GIVEN INSTRUCTION A -> Convert the rows below into a numbered list, beginning at the line that has "Where can the trimmed" and going through the end of the rows. Leave out any blank lines.

# Start of PASSAGE GIVEN

6

I want to make a function which checks a string for occurrences of other strings within them.
However, the sub-strings which are being checked may be interrupted within the main string by other letters.

For instance:

a = 'abcde'
b = 'ace'
c = 'acb'

The function in question should return as b being in a, but not c.

I've tried set(a). intersection(set(b)) already, and my problem with that is that it returns c as being in a.

Prophet
  • 32,350
  • 22
  • 54
  • 79
Anon Not4Chan
  • 61
  • 1
  • 2
  • These type of strings are called [subsequences](http://en.wikipedia.org/wiki/Subsequence) of the longer string. – Lazer Sep 11 '10 at 12:59
  • This question is a special case of http://stackoverflow.com/questions/6877249/find-the-number-of-occurrences-of-a-subsequence-in-a-string The solutions there are much more efficient for solving this case as well. – Andrew Apr 06 '14 at 08:42

3 Answers3

11

You can turn your expected sequence into a regex:

import re

def sequence_in(s1, s2):
    """Does `s1` appear in sequence in `s2`?"""
    pat = ".*".join(s1)
    if re.search(pat, s2):
        return True
    return False

# or, more compactly:
def sequence_in(s1, s2):
    """Does `s1` appear in sequence in `s2`?"""
    return bool(re.search(".*".join(s1), s2))

a = 'abcde' 
b = 'ace' 
c = 'acb'

assert sequence_in(b, a)
assert not sequence_in(c, a)

"ace" gets turned into the regex "a.*c.*e", which finds those three characters in sequence, with possible intervening characters.

Ned Batchelder
  • 364,293
  • 75
  • 561
  • 662
5

how about something like this...

def issubstr(substr, mystr, start_index=0):
    try:
        for letter in substr:
            start_index = mystr.index(letter, start_index) + 1
        return True
    except: return False

or...

def issubstr(substr, mystr, start_index=0):
    for letter in substr:
        start_index = mystr.find(letter, start_index) + 1
        if start_index == 0: return False
    return True
Lord British
  • 405
  • 3
  • 10
3
def issubstr(s1, s2):
    return "".join(x for x in s2 if x in  s1) == s1

>>> issubstr('ace', 'abcde')
True

>>> issubstr('acb', 'abcde')
False
killown
  • 4,497
  • 3
  • 25
  • 29

# End of PASSAGE GIVEN

GIVEN INSTRUCTION B ->
Answer these questions about the thread above:
(i) What did the person asking say they had already tried?
(ii) According to the comment by Lazer, what are strings of this type called?
(iii) What regex does "ace" get turned into?

# Start of MATERIAL PROVIDED

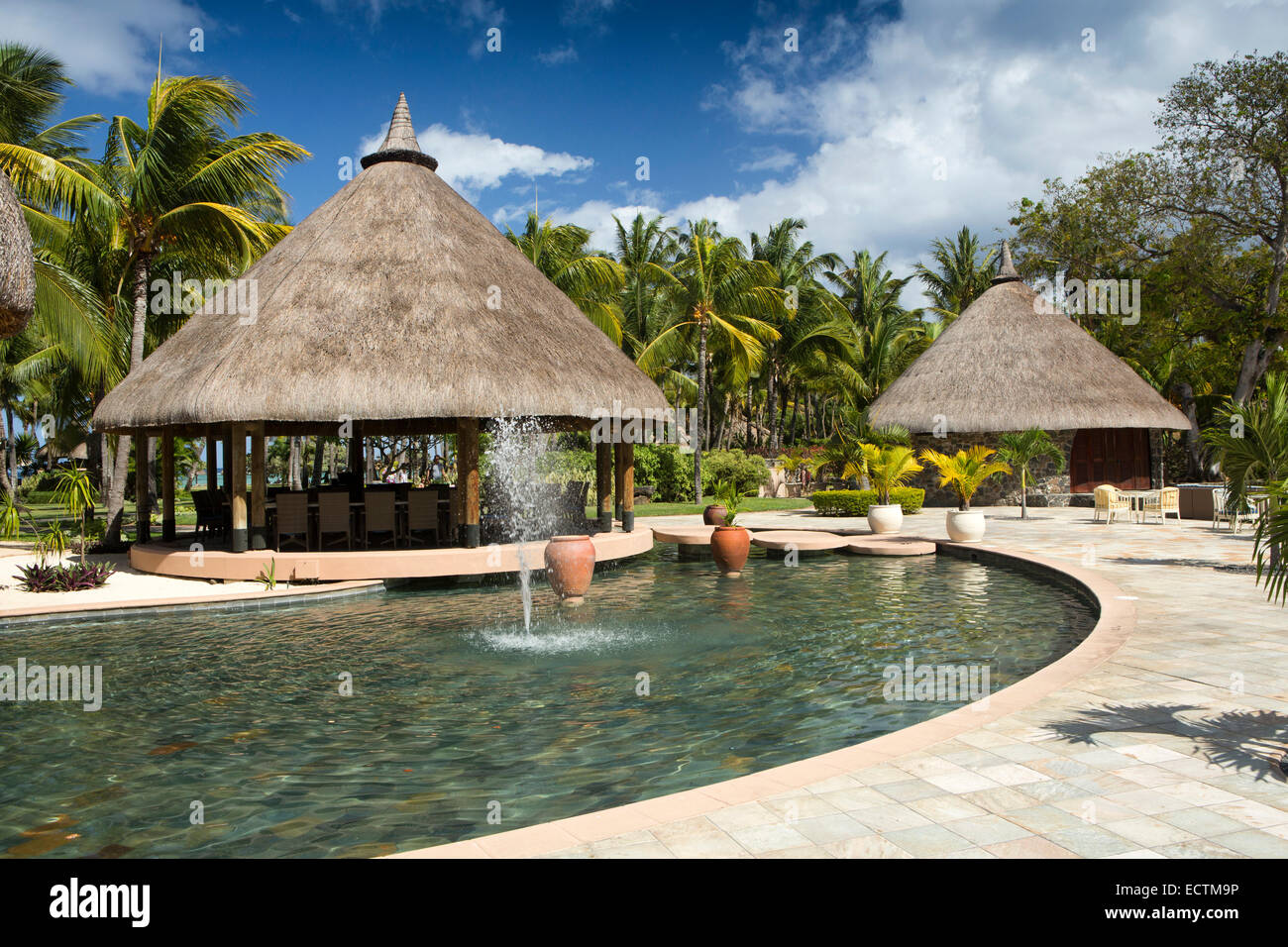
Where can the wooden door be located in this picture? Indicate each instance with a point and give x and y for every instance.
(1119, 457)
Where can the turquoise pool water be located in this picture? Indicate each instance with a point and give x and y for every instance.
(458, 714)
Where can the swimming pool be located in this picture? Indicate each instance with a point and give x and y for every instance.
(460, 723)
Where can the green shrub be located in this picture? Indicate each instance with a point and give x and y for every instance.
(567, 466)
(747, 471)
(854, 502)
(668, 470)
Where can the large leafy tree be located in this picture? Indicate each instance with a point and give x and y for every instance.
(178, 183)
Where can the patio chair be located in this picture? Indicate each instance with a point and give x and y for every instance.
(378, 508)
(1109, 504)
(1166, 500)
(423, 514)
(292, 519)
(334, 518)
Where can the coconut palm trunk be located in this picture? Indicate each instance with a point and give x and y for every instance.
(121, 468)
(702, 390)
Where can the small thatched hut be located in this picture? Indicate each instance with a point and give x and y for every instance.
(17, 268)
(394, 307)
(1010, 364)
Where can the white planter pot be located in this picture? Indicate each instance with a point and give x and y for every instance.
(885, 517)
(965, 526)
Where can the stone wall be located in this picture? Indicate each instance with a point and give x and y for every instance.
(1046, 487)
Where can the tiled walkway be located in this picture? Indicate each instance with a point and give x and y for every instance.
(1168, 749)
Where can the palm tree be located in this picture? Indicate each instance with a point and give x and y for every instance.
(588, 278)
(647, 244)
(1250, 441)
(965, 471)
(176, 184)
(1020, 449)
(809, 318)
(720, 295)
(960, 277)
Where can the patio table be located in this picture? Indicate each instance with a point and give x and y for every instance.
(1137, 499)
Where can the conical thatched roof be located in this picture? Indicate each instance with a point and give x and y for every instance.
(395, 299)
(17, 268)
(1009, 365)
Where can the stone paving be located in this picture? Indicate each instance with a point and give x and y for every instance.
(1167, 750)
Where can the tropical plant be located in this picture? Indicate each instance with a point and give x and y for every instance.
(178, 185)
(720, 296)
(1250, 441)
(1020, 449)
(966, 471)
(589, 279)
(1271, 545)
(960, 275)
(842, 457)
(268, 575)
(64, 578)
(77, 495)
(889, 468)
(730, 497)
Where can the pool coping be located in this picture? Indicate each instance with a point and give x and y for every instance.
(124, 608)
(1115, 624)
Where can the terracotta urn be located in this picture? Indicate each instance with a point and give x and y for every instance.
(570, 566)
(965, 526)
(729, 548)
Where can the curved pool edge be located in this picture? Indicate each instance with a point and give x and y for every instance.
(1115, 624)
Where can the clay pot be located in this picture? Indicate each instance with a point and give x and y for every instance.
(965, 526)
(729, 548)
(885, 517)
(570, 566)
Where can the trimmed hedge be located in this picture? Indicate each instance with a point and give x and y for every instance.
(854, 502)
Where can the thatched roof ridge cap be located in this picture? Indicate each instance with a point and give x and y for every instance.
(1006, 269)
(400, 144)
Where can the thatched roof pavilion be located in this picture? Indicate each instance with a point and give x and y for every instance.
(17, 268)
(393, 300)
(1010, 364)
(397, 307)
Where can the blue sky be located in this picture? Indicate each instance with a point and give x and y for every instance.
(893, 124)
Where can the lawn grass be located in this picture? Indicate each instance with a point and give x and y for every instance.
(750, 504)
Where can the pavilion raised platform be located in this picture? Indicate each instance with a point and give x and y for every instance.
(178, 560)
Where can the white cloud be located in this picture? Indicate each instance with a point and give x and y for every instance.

# End of MATERIAL PROVIDED

COMPLETE RESPONSE A ->
1. Where can the trimmed hedge be located in this picture? Indicate each instance with a point and give x and y for every instance.
2. (854, 502)
3. Where can the thatched roof ridge cap be located in this picture? Indicate each instance with a point and give x and y for every instance.
4. (1006, 269)
5. (400, 144)
6. Where can the thatched roof pavilion be located in this picture? Indicate each instance with a point and give x and y for every instance.
7. (17, 268)
8. (393, 300)
9. (1010, 364)
10. (397, 307)
11. Where can the blue sky be located in this picture? Indicate each instance with a point and give x and y for every instance.
12. (893, 124)
13. Where can the lawn grass be located in this picture? Indicate each instance with a point and give x and y for every instance.
14. (750, 504)
15. Where can the pavilion raised platform be located in this picture? Indicate each instance with a point and give x and y for every instance.
16. (178, 560)
17. Where can the white cloud be located in this picture? Indicate each instance with a point and give x and y for every instance.

COMPLETE RESPONSE B ->
(i) set(a).intersection(set(b))
(ii) Subsequences of the longer string
(iii) "a.*c.*e"